> **TEXT TO READ**
The proposed approach relies on Borda consensus which yields a different outcome to benchmark aggregation.
A O(n³) algorithm for counting the number of permutations that agree with a partial ranking allows completing the ranking matrices.
A large dataset of instance-level evaluation results is released for fostering research in this area.
Both synthetic and real data experimental results are convincing.
The paper is clearly written and easy to read.
缺点
As noted in the paper, Borda aggregation yields very different results from mean aggregation, even in the absence of missing values. This should be investigated before accepting that the resulting rankings are truthful.
The degradation from missing values is the same for Borda and mean aggregations in realistic scenarios with less than 20% missing values, showing a potential lack of interest by practitioners.
Experiment results should be analyzed more thoroughly.
The addressed problem is not NLP-specific although experimental results are restricted to the field of NLP.
问题
"enables us to leverage the Borda aggregation inheriting its theoretical and practical advantage" => what are they?
Why is sum of ranking matrices (and more generally Borda count) a good aggregation criterion?
How does the method handle misleading evaluation results, when the evaluation metric failed because of the dataset sample bias, or because it is itself an approximation of human evaluation?
Scaling corruption (Fig 3) is not detailed enough. How are the tasks selected for being scaled? How many tasks are being scaled? What is the evaluation metric? Why are there two regimes, starting at 1 or 0 when eta is 0? Font in Figure 3 is also too small
Why is the correlation of sigma_l very different from sigma_2l for some datasets of Fig. 5 while it is very similar for others? It is not clear from the figures whether # scores (%) is the percentage of removed or kept scores. The discussion is misleading in that regard.
What is the proportion of missing scores in the comparison of rankings by sigma_l and sigma_mu in table 1 and 2?

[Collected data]
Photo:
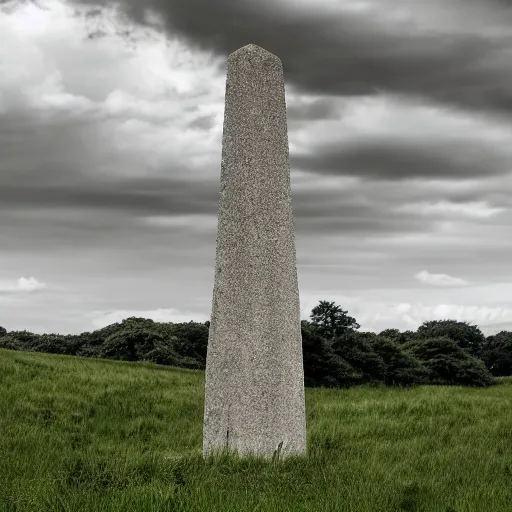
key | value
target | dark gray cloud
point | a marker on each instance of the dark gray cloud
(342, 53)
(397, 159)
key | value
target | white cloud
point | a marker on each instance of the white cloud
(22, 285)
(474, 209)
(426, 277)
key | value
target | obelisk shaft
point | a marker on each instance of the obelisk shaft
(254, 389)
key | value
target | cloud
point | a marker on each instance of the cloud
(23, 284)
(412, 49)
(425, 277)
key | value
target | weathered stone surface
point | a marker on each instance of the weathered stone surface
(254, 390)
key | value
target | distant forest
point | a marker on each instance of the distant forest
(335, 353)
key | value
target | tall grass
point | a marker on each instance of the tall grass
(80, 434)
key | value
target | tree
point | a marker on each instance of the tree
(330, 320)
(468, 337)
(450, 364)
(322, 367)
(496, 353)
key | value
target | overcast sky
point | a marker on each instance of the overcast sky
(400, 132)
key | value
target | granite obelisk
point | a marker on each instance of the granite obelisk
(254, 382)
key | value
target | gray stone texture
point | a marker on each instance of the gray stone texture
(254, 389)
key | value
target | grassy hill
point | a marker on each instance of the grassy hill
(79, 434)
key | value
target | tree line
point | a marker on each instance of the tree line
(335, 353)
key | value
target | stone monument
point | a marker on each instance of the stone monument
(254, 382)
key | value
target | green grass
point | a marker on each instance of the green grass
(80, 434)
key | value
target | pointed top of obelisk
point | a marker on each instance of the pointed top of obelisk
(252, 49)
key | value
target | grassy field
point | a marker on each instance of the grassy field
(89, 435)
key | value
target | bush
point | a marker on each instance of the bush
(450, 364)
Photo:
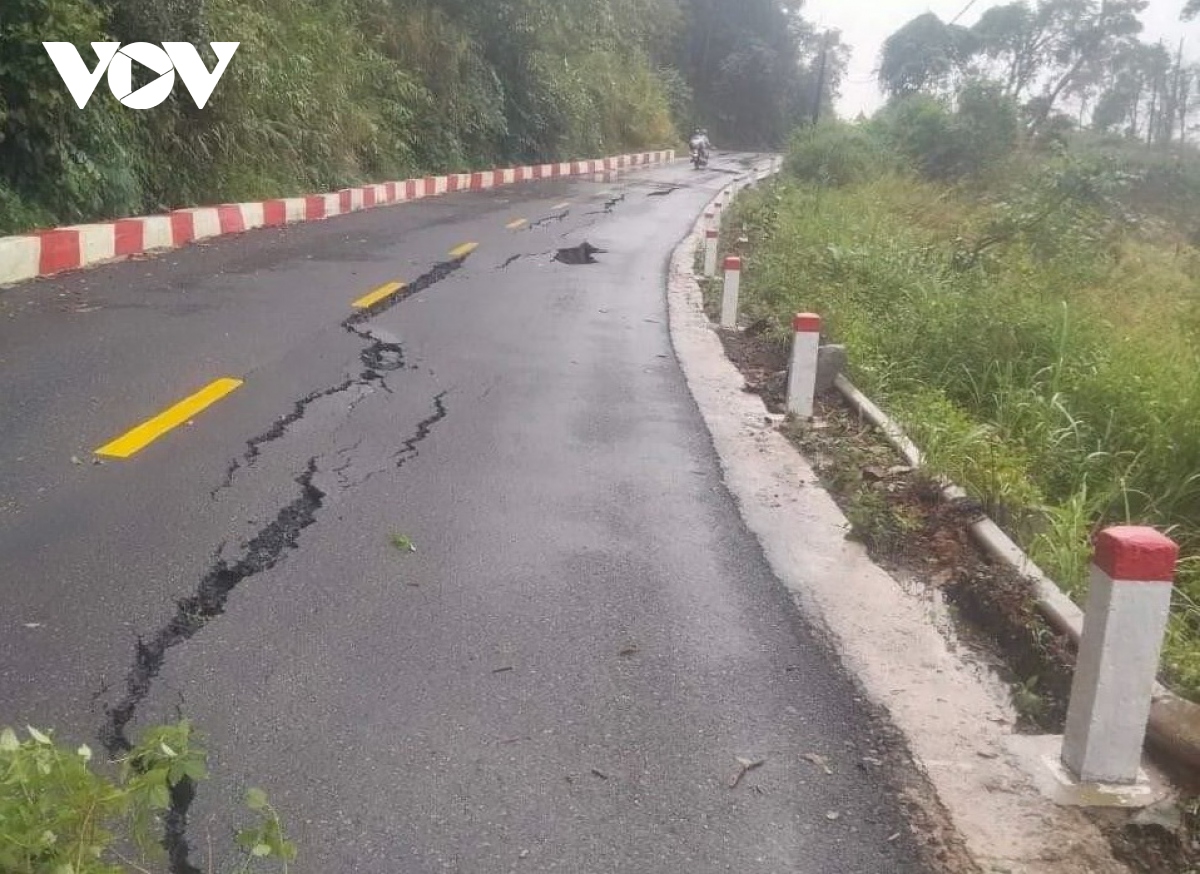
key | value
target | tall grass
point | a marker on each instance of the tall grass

> **WRITTEN INSTRUCTION A**
Rewrite everything in the review from "A O(n³) algorithm" down to "results are convincing.", swapping "released" for "published".
> **WRITTEN INSTRUCTION B**
Pull out every row of the collected data that contains the string "distant", matching case exactly.

> **FULL ANSWER A**
A O(n³) algorithm for counting the number of permutations that agree with a partial ranking allows completing the ranking matrices.
A large dataset of instance-level evaluation results is published for fostering research in this area.
Both synthetic and real data experimental results are convincing.

> **FULL ANSWER B**
target | distant forest
point | a marker on each instance of the distant forest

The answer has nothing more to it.